[Dataset entries]
==*==
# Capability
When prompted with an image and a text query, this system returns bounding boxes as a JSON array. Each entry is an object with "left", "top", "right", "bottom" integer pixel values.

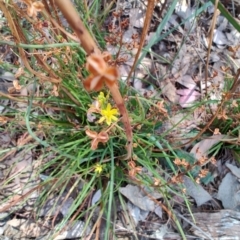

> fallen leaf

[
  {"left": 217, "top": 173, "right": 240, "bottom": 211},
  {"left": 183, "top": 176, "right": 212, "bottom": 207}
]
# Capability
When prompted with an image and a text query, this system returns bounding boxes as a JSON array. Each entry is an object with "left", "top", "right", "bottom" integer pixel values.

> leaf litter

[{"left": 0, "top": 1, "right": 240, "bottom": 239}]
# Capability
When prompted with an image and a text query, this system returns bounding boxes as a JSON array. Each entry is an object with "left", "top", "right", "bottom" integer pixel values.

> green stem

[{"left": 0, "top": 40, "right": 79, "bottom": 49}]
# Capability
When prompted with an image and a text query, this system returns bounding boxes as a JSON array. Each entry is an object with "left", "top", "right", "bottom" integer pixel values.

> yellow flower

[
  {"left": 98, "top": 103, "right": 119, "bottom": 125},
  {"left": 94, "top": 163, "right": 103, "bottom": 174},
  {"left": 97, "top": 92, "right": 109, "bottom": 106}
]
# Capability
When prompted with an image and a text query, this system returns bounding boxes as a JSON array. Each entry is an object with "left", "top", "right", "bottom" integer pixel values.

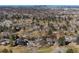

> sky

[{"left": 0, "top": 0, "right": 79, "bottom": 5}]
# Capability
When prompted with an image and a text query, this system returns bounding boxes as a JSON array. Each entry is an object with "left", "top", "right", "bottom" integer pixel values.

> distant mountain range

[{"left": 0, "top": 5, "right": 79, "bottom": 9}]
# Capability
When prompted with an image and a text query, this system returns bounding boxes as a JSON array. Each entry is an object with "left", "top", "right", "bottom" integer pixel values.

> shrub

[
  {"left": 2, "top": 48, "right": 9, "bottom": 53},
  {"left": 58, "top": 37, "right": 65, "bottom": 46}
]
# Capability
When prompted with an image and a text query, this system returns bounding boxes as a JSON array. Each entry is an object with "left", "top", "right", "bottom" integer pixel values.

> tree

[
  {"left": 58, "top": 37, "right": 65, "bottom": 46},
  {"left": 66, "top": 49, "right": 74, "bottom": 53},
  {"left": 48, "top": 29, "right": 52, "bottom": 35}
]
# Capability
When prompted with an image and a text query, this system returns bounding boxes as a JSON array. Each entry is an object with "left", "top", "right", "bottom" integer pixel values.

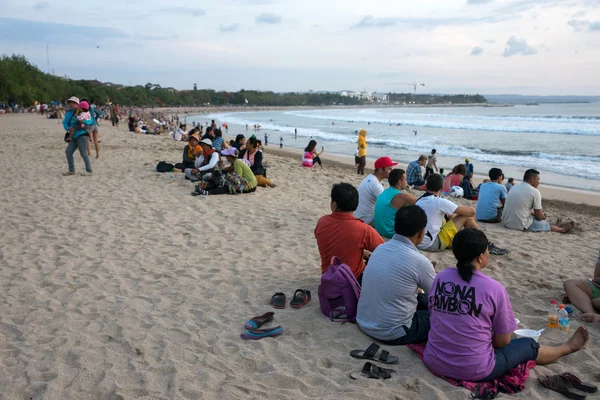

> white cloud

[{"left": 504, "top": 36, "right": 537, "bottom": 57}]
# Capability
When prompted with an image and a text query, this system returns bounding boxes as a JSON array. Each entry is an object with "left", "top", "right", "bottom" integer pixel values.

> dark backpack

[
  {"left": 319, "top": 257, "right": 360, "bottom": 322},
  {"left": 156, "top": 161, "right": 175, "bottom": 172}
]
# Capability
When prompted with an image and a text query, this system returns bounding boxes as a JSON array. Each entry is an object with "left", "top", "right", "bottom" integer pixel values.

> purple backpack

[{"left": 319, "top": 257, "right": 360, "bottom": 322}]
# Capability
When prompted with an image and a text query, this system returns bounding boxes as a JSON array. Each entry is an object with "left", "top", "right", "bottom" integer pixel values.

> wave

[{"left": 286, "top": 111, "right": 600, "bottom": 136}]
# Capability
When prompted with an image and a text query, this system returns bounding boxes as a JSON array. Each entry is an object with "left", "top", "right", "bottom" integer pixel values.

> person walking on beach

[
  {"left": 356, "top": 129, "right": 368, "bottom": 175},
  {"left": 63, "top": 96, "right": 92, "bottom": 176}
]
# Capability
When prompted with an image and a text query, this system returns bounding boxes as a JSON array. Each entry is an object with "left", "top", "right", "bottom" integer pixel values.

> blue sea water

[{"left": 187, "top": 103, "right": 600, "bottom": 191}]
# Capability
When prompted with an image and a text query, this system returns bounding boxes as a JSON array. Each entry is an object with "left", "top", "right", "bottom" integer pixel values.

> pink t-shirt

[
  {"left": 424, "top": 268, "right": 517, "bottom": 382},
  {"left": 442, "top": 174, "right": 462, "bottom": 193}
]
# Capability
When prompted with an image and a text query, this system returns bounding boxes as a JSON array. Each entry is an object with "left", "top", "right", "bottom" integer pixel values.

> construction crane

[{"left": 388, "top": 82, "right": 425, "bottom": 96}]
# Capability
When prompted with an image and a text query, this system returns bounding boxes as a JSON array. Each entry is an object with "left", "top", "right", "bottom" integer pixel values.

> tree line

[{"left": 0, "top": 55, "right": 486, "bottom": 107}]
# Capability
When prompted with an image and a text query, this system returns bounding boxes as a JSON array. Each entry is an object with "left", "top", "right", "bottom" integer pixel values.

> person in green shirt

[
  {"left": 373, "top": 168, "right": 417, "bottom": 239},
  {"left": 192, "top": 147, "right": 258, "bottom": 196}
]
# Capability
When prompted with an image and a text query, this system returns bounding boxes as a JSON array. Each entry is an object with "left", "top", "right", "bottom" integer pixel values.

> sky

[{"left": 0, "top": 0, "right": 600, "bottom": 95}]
==*==
EXERCISE BRIEF: Pull out every line of the records above that contains the word "person", treating uppercase and lowercase as different.

SOLUTION FOR THIS TASK:
> person walking on beach
> person in green shirt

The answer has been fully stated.